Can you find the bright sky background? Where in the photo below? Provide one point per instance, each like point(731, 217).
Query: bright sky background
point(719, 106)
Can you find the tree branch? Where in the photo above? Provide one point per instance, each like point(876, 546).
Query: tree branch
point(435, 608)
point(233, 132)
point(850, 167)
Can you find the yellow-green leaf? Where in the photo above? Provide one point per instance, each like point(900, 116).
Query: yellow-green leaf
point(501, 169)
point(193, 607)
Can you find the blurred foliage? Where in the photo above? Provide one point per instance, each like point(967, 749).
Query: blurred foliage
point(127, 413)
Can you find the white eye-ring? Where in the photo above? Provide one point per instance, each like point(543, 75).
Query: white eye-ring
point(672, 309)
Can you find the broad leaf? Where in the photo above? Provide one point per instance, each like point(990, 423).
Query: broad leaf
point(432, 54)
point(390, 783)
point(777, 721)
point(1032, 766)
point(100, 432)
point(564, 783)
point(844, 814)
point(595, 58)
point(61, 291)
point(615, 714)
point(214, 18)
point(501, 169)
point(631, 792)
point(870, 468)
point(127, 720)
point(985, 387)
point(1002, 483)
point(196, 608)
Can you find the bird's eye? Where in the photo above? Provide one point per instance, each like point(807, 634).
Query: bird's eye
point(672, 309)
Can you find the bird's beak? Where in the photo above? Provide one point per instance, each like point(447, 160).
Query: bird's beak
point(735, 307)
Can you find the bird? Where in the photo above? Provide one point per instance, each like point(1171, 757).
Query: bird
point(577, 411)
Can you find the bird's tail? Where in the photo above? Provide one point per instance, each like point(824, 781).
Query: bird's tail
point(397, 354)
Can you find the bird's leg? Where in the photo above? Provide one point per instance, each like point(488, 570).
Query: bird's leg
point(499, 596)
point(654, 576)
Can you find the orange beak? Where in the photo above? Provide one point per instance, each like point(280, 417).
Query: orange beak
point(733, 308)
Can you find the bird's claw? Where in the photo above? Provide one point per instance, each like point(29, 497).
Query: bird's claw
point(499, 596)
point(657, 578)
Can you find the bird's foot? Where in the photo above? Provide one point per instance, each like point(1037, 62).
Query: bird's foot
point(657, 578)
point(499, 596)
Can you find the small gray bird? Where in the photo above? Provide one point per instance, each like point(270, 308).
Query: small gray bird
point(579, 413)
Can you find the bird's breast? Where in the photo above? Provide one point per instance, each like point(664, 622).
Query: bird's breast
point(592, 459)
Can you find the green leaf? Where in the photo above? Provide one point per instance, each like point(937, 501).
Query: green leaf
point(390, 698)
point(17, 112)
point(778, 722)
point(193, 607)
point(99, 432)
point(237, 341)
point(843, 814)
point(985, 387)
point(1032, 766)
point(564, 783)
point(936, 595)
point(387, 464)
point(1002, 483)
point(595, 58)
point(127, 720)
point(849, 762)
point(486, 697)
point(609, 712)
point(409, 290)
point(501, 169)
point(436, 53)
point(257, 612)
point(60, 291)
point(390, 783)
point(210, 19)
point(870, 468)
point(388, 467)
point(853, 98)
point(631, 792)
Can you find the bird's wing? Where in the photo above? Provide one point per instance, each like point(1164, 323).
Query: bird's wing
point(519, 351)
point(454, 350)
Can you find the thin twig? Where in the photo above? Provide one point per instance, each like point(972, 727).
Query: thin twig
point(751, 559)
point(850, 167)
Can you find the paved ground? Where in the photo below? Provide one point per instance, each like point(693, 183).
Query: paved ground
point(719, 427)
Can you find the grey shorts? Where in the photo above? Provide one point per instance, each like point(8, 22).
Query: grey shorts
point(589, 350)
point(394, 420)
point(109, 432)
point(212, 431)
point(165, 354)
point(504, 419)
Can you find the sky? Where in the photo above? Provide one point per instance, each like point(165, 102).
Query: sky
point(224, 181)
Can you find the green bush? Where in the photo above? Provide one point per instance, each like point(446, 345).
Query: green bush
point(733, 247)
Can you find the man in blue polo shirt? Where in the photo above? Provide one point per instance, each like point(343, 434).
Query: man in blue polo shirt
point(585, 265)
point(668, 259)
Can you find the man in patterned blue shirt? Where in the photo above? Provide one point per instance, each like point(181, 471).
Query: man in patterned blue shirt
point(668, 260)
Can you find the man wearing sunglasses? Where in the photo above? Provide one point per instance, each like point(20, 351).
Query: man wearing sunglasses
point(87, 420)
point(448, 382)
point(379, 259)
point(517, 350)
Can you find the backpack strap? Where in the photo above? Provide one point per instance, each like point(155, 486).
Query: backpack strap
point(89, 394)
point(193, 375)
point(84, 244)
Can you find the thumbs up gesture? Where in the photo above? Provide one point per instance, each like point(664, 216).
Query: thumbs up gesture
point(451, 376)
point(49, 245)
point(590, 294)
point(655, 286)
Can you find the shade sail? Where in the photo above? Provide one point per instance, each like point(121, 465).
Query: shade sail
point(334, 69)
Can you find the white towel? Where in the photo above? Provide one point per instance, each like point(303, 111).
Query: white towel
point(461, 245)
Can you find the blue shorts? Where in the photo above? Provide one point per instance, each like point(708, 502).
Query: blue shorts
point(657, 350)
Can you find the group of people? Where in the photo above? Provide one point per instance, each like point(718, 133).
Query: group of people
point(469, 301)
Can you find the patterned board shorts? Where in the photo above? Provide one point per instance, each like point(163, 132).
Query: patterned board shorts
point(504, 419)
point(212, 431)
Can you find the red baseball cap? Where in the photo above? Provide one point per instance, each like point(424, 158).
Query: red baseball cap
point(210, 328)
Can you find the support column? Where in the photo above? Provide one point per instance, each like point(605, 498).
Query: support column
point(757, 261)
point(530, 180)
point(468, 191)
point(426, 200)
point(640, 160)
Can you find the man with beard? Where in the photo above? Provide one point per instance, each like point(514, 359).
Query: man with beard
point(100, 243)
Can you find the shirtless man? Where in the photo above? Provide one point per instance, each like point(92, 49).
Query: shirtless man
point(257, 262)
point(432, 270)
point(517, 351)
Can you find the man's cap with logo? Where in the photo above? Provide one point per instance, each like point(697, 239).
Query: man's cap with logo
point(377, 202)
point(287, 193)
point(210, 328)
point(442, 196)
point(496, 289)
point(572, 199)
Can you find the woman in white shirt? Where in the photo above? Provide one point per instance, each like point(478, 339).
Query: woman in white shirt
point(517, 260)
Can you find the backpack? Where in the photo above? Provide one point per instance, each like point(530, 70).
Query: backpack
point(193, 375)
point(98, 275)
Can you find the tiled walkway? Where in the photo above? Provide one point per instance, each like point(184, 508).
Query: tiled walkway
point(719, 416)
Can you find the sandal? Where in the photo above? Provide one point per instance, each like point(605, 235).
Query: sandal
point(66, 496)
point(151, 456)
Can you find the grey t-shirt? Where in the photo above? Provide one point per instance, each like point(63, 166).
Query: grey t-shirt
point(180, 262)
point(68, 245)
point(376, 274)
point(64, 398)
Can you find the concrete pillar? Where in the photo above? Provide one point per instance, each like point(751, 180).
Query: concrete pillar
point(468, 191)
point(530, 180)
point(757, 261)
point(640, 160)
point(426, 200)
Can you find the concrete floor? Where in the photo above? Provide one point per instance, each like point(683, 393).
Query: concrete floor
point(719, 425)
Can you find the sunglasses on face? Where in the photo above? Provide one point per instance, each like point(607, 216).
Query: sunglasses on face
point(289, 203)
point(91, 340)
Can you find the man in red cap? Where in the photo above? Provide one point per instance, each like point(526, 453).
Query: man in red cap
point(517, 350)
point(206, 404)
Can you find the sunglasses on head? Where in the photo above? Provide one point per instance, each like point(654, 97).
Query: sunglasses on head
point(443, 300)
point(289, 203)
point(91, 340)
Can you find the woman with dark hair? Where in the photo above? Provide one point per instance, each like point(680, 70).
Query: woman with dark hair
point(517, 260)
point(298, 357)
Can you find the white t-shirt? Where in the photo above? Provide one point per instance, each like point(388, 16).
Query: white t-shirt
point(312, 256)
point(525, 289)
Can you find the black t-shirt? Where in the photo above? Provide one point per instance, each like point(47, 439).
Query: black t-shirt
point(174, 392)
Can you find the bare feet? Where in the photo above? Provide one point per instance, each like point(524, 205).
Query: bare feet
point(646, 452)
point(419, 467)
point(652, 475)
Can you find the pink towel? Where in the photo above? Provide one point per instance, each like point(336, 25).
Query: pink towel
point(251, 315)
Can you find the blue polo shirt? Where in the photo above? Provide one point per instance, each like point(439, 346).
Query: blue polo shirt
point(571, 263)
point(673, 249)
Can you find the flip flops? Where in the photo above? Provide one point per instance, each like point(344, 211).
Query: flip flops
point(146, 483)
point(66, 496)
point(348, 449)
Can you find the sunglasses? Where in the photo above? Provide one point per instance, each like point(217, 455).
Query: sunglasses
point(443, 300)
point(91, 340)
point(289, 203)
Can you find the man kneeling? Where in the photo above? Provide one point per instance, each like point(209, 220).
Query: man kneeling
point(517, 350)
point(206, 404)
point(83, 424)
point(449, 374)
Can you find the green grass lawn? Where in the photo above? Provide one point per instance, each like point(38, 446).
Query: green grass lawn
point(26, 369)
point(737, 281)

WORK TO COMPLETE: If a line contains the word "below", it counts; say how many such lines the records hold, and give only that number.

OUTPUT: 2